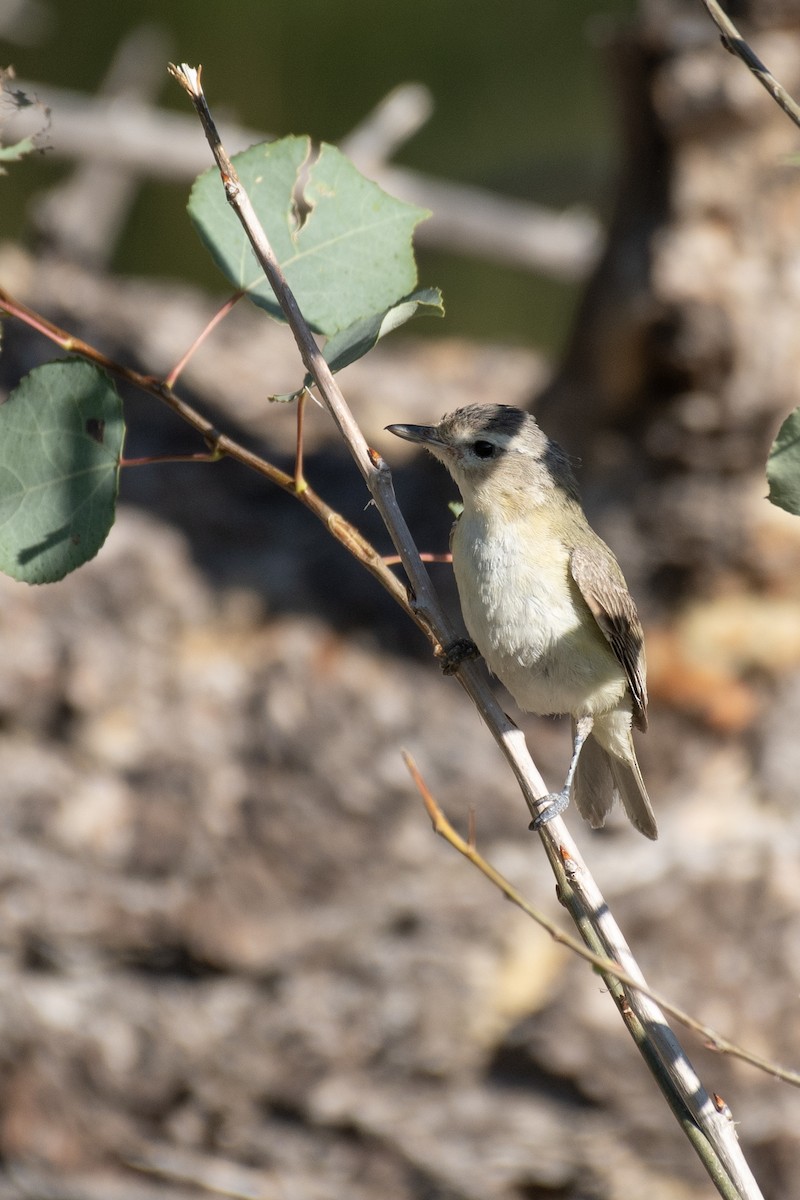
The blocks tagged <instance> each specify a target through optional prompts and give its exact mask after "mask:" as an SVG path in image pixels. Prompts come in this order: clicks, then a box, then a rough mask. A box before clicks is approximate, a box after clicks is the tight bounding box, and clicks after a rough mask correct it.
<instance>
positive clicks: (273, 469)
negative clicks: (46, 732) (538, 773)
mask: <svg viewBox="0 0 800 1200" xmlns="http://www.w3.org/2000/svg"><path fill="white" fill-rule="evenodd" d="M0 312H6V313H8V316H11V317H16V318H17V319H18V320H22V322H23V323H24V324H25V325H28V326H29V328H30V329H35V330H36V331H37V332H40V334H42V335H43V336H44V337H47V338H49V340H50V341H52V342H54V343H55V344H56V346H59V347H61V349H62V350H66V352H67V353H70V354H79V355H80V356H82V358H84V359H88V360H89V361H90V362H95V364H96V365H97V366H98V367H102V368H103V370H104V371H109V372H110V373H112V374H114V376H116V378H118V379H124V380H125V382H126V383H130V384H131V385H132V386H133V388H137V389H139V390H140V391H145V392H148V394H149V395H150V396H154V397H155V398H156V400H160V401H162V403H164V404H167V407H168V408H172V410H173V412H174V413H176V414H178V416H180V418H181V420H184V421H186V424H187V425H190V426H191V427H192V428H193V430H196V431H197V432H198V433H199V434H200V437H201V438H203V440H204V443H205V445H206V446H207V448H209V450H210V452H211V454H210V456H209V457H210V460H211V461H216V460H218V458H223V457H228V458H235V460H236V462H240V463H242V466H245V467H249V468H251V470H255V472H258V474H259V475H264V476H265V478H266V479H269V480H270V482H272V484H275V485H276V486H277V487H279V488H282V491H284V492H289V494H290V496H294V497H296V498H297V499H299V500H300V502H301V503H302V504H305V505H306V508H307V509H309V510H311V511H312V512H313V514H314V516H315V517H317V518H318V520H319V521H321V522H323V524H324V526H325V528H326V529H327V530H329V533H330V534H331V535H332V536H333V538H336V540H337V541H338V542H341V544H342V546H344V548H345V550H348V551H349V552H350V553H351V554H353V556H354V557H355V558H357V559H359V562H360V563H361V564H362V565H363V566H366V569H367V570H368V571H369V574H371V575H373V576H374V577H375V578H377V580H378V582H379V583H380V584H381V586H383V587H384V588H385V589H386V590H387V592H389V594H390V595H391V596H392V599H393V600H396V601H397V604H398V605H399V606H401V608H403V610H404V612H407V613H408V616H409V617H410V618H411V619H413V620H417V618H416V614H415V613H414V611H413V608H411V606H410V604H409V601H408V596H407V594H405V588H404V587H403V584H402V583H401V582H399V580H398V578H397V576H396V575H393V574H392V572H391V571H390V570H389V564H387V563H385V562H384V559H383V557H381V556H380V554H379V553H378V551H377V550H375V548H374V546H372V545H371V542H368V541H367V539H366V538H365V536H363V535H362V534H361V533H360V532H359V530H357V529H356V527H355V526H353V524H350V522H349V521H347V520H345V517H343V516H342V514H341V512H337V511H336V509H332V508H331V506H330V504H326V503H325V500H323V498H321V497H320V496H318V494H317V492H314V490H313V488H312V487H308V485H307V484H303V486H297V481H296V480H295V478H294V476H293V475H288V474H287V473H285V472H284V470H281V469H279V468H278V467H275V466H272V463H270V462H266V460H264V458H261V457H260V456H259V455H257V454H253V451H252V450H248V449H247V448H246V446H243V445H241V443H240V442H236V440H235V439H234V438H230V437H228V434H225V433H221V432H219V430H217V428H216V427H215V426H213V425H212V424H211V421H209V420H207V419H206V418H205V416H203V414H201V413H198V410H197V409H196V408H193V407H192V406H191V404H188V403H187V402H186V401H185V400H181V398H180V397H179V396H176V395H175V392H174V391H173V389H172V388H170V386H169V384H168V383H166V382H164V380H162V379H157V378H156V377H155V376H149V374H142V373H140V372H139V371H133V370H132V368H131V367H126V366H124V365H122V364H120V362H116V361H115V360H114V359H109V358H108V355H106V354H103V353H102V350H98V349H96V348H95V347H94V346H90V344H89V343H88V342H84V341H82V338H79V337H73V336H72V335H71V334H67V332H66V330H64V329H60V328H59V326H58V325H55V324H53V322H50V320H47V318H44V317H42V316H41V314H40V313H37V312H34V310H32V308H29V307H28V305H24V304H22V302H20V301H19V300H14V298H13V296H11V295H8V293H7V292H5V290H4V288H0ZM132 464H133V463H131V462H130V463H128V466H132ZM417 624H419V622H417Z"/></svg>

■ ■ ■

Transcribe the entries above verbatim, excluding any image.

Completed task ->
The blocks tagged <instance> each specify a target through optional prompts and give its exact mask after "mask:" as an SVG path in image pixels. Prompts come in this order: clicks, then a box, then a rough mask. A box before clicks is approximate, a box after clicks is the tight bounding box, and clicks after a rough mask correct it.
<instance>
positive clicks: (273, 469)
negative clicks: (46, 732) (538, 773)
mask: <svg viewBox="0 0 800 1200" xmlns="http://www.w3.org/2000/svg"><path fill="white" fill-rule="evenodd" d="M0 312H6V313H8V316H11V317H16V318H17V319H18V320H22V322H23V323H24V324H25V325H28V326H29V328H30V329H35V330H36V331H37V332H40V334H42V335H43V336H44V337H47V338H49V340H50V341H52V342H54V343H55V344H56V346H59V347H61V349H62V350H66V352H67V353H70V354H79V355H80V356H82V358H84V359H88V360H89V361H90V362H95V364H96V365H97V366H98V367H102V368H103V370H104V371H109V372H110V373H112V374H114V376H116V378H118V379H124V380H125V382H126V383H130V384H131V385H132V386H133V388H137V389H139V390H140V391H145V392H148V394H149V395H150V396H154V397H155V398H156V400H160V401H162V403H164V404H167V407H168V408H172V410H173V412H174V413H176V414H178V416H180V418H181V420H184V421H186V424H187V425H190V426H191V427H192V428H193V430H196V431H197V432H198V433H199V434H200V437H201V438H203V440H204V443H205V445H206V446H207V448H209V450H210V452H211V454H210V456H209V457H210V460H211V461H216V460H218V458H223V457H228V458H235V460H236V462H240V463H242V466H245V467H249V468H251V470H255V472H258V474H259V475H264V476H265V478H266V479H269V480H270V482H272V484H275V485H276V486H277V487H279V488H282V491H284V492H289V494H290V496H294V497H296V498H297V499H299V500H300V502H301V503H302V504H305V505H306V508H307V509H309V510H311V511H312V512H313V514H314V516H315V517H317V518H318V520H319V521H321V522H323V524H324V526H325V528H326V529H327V530H329V533H330V534H331V535H332V536H333V538H336V540H337V541H338V542H341V544H342V546H344V548H345V550H348V551H349V552H350V553H351V554H353V556H354V557H355V558H357V559H359V562H360V563H361V564H362V565H363V566H366V569H367V570H368V571H369V574H371V575H373V576H374V577H375V578H377V580H378V582H379V583H380V584H381V586H383V587H384V588H385V589H386V590H387V592H389V594H390V595H391V596H392V599H393V600H396V601H397V604H398V605H399V606H401V608H403V610H404V612H407V613H408V616H409V617H410V618H411V619H413V620H417V618H416V614H415V613H414V611H413V608H411V606H410V604H409V601H408V596H407V594H405V588H404V587H403V584H402V583H401V582H399V580H398V578H397V576H396V575H393V574H392V572H391V571H390V570H389V564H387V563H385V562H384V559H383V557H381V556H380V554H379V553H378V551H377V550H375V548H374V546H372V545H371V542H368V541H367V539H366V538H365V536H363V535H362V534H361V533H360V532H359V530H357V529H356V527H355V526H353V524H350V522H349V521H347V520H345V517H343V516H342V514H341V512H337V511H336V509H332V508H331V506H330V504H326V503H325V500H323V498H321V497H320V496H318V494H317V492H314V490H313V488H312V487H308V485H307V484H303V486H297V481H296V480H295V478H294V476H293V475H288V474H287V473H285V472H284V470H281V469H279V468H278V467H275V466H272V463H270V462H266V460H264V458H261V457H260V456H259V455H257V454H253V451H252V450H248V449H247V448H246V446H243V445H241V443H240V442H236V440H235V439H234V438H230V437H228V434H225V433H221V432H219V430H217V428H216V427H215V426H213V425H212V424H211V421H209V420H207V419H206V418H205V416H203V414H201V413H198V410H197V409H196V408H193V407H192V406H191V404H188V403H187V402H186V401H185V400H181V398H180V397H179V396H176V395H175V392H174V391H173V389H172V388H170V386H169V384H168V383H166V382H164V380H162V379H157V378H156V377H155V376H149V374H142V373H140V372H139V371H133V370H132V368H131V367H126V366H124V365H122V364H120V362H116V361H115V360H114V359H109V358H108V355H106V354H103V353H102V350H98V349H96V348H95V347H94V346H90V344H89V343H88V342H84V341H82V338H79V337H73V336H72V335H71V334H67V332H66V330H64V329H60V328H59V326H58V325H55V324H53V322H50V320H47V318H44V317H42V316H41V314H40V313H37V312H34V310H32V308H29V307H28V305H24V304H22V302H20V301H19V300H14V298H13V296H11V295H8V293H7V292H5V290H4V288H0ZM132 464H133V463H131V462H130V463H128V466H132ZM417 624H419V622H417Z"/></svg>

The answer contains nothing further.